Put the data into a Markdown table with columns headed No. and Line, starting at the line that contains "If you could drop a marker on the stack" and continuing through the end of the data. Number each row and leave out blank lines.

--- Begin Given records ---

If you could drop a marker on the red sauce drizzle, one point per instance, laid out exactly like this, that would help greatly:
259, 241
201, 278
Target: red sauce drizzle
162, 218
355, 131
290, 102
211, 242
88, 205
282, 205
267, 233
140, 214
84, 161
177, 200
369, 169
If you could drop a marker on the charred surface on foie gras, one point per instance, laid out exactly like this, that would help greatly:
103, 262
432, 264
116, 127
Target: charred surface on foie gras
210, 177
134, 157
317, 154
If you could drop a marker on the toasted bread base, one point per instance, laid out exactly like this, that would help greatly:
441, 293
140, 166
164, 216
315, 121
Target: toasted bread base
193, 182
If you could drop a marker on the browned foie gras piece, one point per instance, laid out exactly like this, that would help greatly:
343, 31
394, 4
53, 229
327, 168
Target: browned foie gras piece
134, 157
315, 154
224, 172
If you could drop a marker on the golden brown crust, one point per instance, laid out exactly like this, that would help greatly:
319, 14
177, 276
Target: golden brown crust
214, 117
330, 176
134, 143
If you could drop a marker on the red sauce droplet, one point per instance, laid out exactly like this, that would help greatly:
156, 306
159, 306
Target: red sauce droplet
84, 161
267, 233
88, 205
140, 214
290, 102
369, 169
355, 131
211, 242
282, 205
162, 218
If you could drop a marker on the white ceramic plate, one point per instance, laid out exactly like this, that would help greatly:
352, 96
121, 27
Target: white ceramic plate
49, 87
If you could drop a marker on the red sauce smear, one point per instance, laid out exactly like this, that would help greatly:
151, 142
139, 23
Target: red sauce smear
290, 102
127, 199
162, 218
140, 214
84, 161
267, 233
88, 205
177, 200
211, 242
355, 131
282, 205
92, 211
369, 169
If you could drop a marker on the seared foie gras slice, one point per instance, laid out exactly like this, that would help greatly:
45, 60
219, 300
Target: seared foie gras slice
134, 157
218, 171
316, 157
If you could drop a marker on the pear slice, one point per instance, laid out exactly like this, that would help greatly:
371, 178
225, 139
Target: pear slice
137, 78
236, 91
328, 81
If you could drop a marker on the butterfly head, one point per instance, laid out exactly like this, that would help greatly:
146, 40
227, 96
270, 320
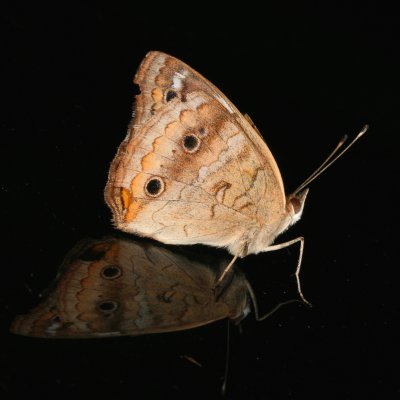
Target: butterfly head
295, 204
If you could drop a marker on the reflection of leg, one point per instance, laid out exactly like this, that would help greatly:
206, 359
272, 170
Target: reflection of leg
225, 271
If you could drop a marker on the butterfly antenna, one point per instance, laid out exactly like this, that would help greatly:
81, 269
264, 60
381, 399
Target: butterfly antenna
227, 359
329, 161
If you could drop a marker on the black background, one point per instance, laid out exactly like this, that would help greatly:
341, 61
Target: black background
306, 75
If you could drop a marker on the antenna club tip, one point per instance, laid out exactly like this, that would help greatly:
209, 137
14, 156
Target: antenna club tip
343, 140
364, 129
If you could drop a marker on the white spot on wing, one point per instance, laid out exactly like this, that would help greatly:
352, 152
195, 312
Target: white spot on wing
223, 102
177, 80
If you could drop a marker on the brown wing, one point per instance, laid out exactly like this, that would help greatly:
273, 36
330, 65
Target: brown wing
192, 169
118, 287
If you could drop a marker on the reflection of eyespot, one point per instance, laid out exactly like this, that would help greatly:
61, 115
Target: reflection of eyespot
111, 272
191, 143
170, 95
108, 306
154, 187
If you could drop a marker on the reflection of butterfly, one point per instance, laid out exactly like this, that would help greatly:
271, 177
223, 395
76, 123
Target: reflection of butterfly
116, 287
194, 170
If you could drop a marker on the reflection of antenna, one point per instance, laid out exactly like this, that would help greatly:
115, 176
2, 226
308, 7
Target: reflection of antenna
328, 162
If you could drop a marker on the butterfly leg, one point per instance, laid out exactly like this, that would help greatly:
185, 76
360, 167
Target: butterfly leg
297, 274
255, 304
225, 271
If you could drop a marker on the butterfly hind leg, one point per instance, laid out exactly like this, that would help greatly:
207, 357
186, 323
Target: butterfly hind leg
273, 248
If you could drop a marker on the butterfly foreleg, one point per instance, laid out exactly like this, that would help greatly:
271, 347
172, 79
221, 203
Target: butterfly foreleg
299, 260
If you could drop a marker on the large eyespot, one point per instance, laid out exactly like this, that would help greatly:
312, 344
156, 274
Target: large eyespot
111, 272
171, 94
191, 143
154, 187
108, 306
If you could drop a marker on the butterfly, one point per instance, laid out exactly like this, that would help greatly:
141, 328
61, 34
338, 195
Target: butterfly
116, 287
192, 169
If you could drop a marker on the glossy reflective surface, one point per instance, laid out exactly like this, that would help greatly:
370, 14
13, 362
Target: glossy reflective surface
306, 76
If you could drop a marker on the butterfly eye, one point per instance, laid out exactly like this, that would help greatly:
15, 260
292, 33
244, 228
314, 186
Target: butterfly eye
191, 143
171, 94
111, 272
154, 187
108, 306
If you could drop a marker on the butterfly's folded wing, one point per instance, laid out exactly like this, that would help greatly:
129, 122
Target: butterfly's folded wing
191, 169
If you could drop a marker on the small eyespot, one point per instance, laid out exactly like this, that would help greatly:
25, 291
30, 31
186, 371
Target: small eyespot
108, 306
171, 94
111, 272
191, 143
154, 187
203, 132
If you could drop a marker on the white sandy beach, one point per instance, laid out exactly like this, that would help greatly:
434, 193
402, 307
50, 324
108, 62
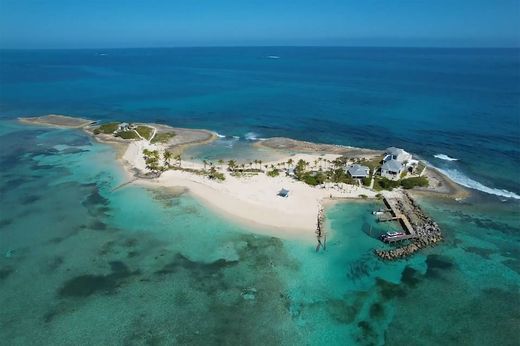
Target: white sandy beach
253, 200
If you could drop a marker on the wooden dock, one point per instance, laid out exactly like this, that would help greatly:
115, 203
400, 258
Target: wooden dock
396, 215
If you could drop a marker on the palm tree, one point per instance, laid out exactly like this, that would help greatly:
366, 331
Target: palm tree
167, 155
178, 159
232, 164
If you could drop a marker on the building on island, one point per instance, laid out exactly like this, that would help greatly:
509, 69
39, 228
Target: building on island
123, 127
393, 153
392, 169
283, 193
358, 171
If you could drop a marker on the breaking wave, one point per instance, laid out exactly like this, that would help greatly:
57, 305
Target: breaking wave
445, 157
251, 136
464, 180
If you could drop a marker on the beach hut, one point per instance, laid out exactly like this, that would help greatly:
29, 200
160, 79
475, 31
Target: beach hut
283, 193
358, 171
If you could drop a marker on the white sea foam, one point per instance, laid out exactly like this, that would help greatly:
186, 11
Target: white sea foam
464, 180
251, 136
445, 157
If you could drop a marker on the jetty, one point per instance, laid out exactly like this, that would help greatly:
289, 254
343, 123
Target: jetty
320, 231
419, 230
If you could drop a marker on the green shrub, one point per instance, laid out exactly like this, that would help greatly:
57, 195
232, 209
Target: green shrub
410, 183
163, 137
127, 135
108, 128
144, 131
385, 184
274, 173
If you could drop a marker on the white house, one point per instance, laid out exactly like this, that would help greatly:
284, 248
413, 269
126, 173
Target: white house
358, 171
398, 154
392, 169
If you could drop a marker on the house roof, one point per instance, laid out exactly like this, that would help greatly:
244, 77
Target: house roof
357, 170
392, 165
283, 193
395, 151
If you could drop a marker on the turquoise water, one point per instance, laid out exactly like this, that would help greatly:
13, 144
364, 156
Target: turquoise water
84, 263
464, 103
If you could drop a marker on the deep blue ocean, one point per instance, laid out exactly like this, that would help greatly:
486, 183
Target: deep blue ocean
464, 103
82, 262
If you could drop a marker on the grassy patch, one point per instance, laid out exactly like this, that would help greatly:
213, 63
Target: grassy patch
383, 183
410, 183
274, 173
144, 131
163, 137
127, 135
106, 128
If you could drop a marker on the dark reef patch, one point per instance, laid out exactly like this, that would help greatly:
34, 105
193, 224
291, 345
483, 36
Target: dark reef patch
198, 269
410, 277
368, 334
97, 225
342, 311
29, 199
482, 252
5, 272
96, 204
376, 311
55, 263
5, 222
86, 285
436, 264
389, 290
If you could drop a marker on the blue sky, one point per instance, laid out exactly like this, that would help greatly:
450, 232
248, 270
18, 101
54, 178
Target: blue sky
160, 23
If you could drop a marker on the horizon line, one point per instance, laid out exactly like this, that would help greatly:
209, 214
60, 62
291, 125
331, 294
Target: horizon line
267, 46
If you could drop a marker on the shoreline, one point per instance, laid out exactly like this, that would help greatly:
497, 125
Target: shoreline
252, 201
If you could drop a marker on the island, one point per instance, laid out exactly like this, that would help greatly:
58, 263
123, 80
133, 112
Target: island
284, 197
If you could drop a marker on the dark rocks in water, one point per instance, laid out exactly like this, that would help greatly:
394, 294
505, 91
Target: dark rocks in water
390, 290
118, 267
409, 277
427, 231
437, 263
5, 222
97, 225
182, 262
86, 285
96, 204
55, 263
5, 272
29, 199
377, 310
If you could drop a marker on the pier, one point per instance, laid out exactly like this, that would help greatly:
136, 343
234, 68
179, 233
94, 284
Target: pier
320, 231
419, 230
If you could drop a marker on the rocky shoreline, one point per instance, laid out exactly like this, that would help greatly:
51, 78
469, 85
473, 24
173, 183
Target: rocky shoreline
426, 230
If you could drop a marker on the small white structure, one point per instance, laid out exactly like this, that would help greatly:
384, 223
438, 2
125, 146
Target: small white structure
393, 153
358, 171
392, 169
125, 127
283, 193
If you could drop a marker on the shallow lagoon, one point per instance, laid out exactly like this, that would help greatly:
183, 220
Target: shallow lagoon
84, 263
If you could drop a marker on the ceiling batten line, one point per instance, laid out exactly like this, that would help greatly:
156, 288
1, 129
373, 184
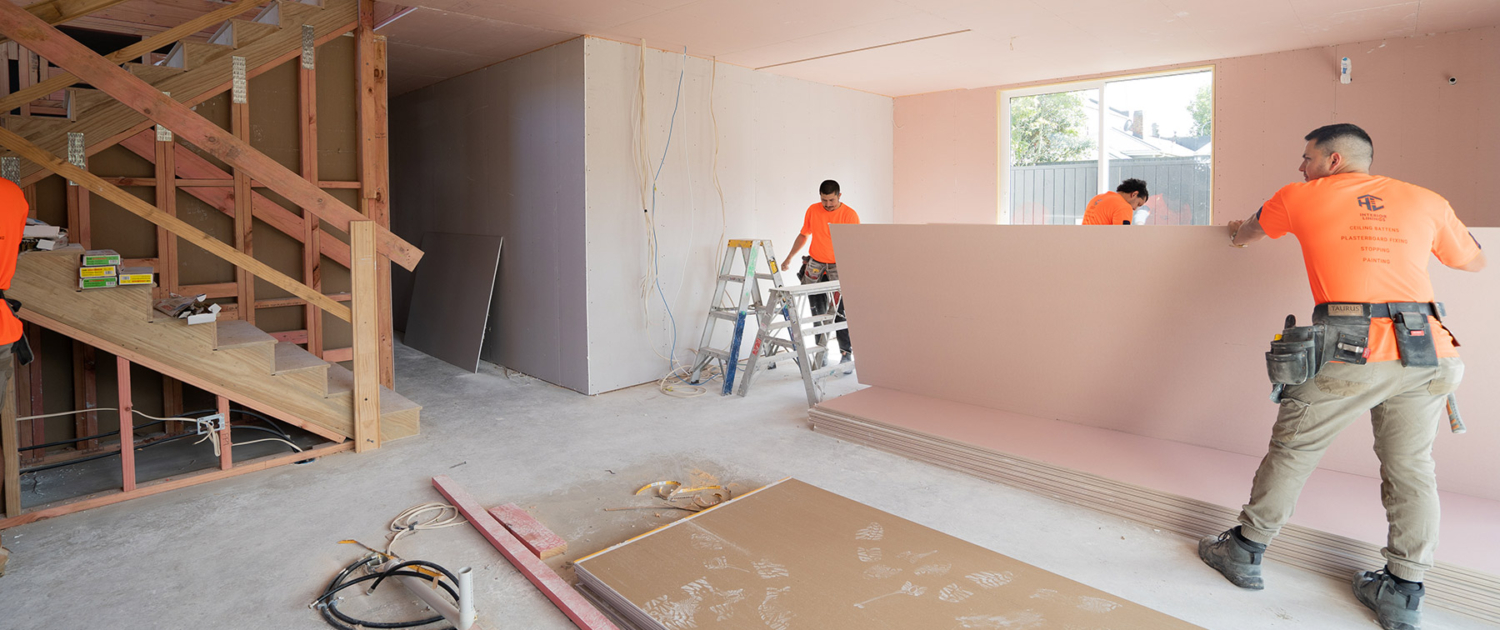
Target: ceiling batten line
866, 48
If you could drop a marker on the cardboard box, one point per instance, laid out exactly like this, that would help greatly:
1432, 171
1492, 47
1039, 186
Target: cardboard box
101, 258
98, 272
98, 282
137, 276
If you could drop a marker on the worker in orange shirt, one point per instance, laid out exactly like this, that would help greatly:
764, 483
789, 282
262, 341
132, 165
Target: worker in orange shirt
1116, 207
821, 266
1377, 345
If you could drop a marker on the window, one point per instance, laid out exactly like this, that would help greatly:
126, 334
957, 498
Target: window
1062, 144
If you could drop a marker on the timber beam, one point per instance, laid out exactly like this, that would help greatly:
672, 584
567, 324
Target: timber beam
138, 95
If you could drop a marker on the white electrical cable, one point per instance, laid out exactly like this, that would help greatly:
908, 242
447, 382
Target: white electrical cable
410, 522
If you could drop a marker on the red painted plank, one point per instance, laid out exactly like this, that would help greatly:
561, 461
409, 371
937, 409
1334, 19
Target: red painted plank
557, 590
542, 542
138, 95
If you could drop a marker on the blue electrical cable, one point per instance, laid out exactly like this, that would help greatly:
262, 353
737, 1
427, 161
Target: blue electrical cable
656, 257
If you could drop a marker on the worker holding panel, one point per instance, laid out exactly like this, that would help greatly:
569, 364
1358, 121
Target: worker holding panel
1377, 344
821, 266
1116, 207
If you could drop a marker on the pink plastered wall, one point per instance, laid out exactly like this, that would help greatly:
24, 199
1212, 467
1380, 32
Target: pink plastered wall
1430, 132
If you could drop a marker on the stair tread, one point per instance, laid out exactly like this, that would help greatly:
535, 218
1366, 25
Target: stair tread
237, 333
290, 357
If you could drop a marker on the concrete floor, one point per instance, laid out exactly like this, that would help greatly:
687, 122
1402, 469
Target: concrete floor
251, 552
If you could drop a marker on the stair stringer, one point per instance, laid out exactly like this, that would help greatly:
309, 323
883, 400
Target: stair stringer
120, 321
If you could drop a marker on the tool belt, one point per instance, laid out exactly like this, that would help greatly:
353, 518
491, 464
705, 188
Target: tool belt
1340, 332
815, 270
23, 347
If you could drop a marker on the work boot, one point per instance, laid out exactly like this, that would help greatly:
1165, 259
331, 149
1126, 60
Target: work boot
1235, 557
1395, 603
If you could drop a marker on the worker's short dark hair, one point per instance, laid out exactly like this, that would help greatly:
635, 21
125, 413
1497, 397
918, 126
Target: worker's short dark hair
1133, 185
1344, 134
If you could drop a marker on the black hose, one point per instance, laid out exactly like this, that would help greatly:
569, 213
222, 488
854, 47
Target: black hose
327, 605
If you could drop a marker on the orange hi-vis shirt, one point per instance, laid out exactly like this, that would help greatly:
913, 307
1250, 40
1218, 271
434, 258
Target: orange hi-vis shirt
816, 225
1107, 209
12, 225
1367, 239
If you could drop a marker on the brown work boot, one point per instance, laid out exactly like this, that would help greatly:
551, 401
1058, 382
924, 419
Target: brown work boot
1233, 557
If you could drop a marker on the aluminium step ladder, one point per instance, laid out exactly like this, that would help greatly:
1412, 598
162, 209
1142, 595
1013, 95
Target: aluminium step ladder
798, 326
747, 285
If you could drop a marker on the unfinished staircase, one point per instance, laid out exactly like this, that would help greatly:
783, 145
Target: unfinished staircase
230, 357
191, 72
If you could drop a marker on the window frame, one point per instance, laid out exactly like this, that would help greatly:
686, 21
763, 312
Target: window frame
1004, 105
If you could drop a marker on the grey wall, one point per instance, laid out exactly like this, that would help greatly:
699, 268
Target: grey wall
500, 150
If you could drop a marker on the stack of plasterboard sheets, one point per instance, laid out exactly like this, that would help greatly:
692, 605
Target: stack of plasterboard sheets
1181, 488
792, 555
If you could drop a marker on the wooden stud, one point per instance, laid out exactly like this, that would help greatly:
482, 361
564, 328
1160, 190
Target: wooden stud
225, 443
311, 236
563, 594
243, 218
86, 395
149, 101
366, 338
62, 80
126, 423
375, 165
11, 455
221, 197
167, 485
182, 228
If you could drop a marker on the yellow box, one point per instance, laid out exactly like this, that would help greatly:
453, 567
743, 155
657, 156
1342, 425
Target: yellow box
96, 272
137, 276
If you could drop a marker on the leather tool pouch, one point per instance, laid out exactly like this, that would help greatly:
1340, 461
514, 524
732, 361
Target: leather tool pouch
23, 347
1296, 356
1415, 339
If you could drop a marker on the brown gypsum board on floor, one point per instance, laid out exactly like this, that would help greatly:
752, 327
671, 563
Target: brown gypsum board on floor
450, 296
792, 551
1457, 588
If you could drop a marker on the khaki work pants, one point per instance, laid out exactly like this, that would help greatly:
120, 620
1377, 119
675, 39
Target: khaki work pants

--- End Given records ---

Result of the exercise:
| No. | Line |
|---|---|
| 1 | If you could drop a marker on the stack of plasterboard sheets, one point per instance, laid out exactly like this, that would help greatly: |
| 2 | 692, 605 |
| 3 | Target: stack of plasterboard sheets |
| 4 | 1181, 488 |
| 5 | 792, 555 |
| 6 | If you could drop a marker on the wooden stud, one point per instance, laid out exactly like this, that would help greatly: |
| 7 | 482, 361 |
| 8 | 564, 328 |
| 9 | 1160, 190 |
| 10 | Target: wooden stud |
| 11 | 225, 443 |
| 12 | 311, 236 |
| 13 | 563, 594 |
| 14 | 243, 218 |
| 15 | 86, 395 |
| 16 | 149, 101 |
| 17 | 366, 338 |
| 18 | 62, 80 |
| 19 | 126, 423 |
| 20 | 375, 165 |
| 21 | 11, 455 |
| 22 | 221, 197 |
| 23 | 167, 485 |
| 24 | 182, 228 |
| 25 | If you could drop a marker on the yellow box, one point per instance, laid out exactly like this, that would help greatly: |
| 26 | 453, 567 |
| 27 | 743, 155 |
| 28 | 657, 156 |
| 29 | 1342, 425 |
| 30 | Target: yellow box |
| 31 | 96, 272 |
| 32 | 137, 276 |
| 33 | If you could drop a marker on the leather tool pouch, one point per instance, laid out exactly like this, that would help greatly: |
| 34 | 1340, 461 |
| 35 | 514, 524 |
| 36 | 732, 361 |
| 37 | Target: leather tool pouch |
| 38 | 23, 347 |
| 39 | 1296, 356 |
| 40 | 1415, 339 |
| 41 | If you could drop a marker on the brown gypsum board on floor, one point per instance, laid out exactly like this, that would help greatly: |
| 42 | 752, 327 |
| 43 | 671, 563 |
| 44 | Target: brown gypsum board on floor |
| 45 | 450, 296 |
| 46 | 792, 551 |
| 47 | 1457, 588 |
| 48 | If you could drop a marker on the khaki work pants, one point per instance, laid out exactly like this, that would help greatly: |
| 49 | 120, 620 |
| 50 | 1377, 119 |
| 51 | 675, 39 |
| 52 | Target: khaki work pants |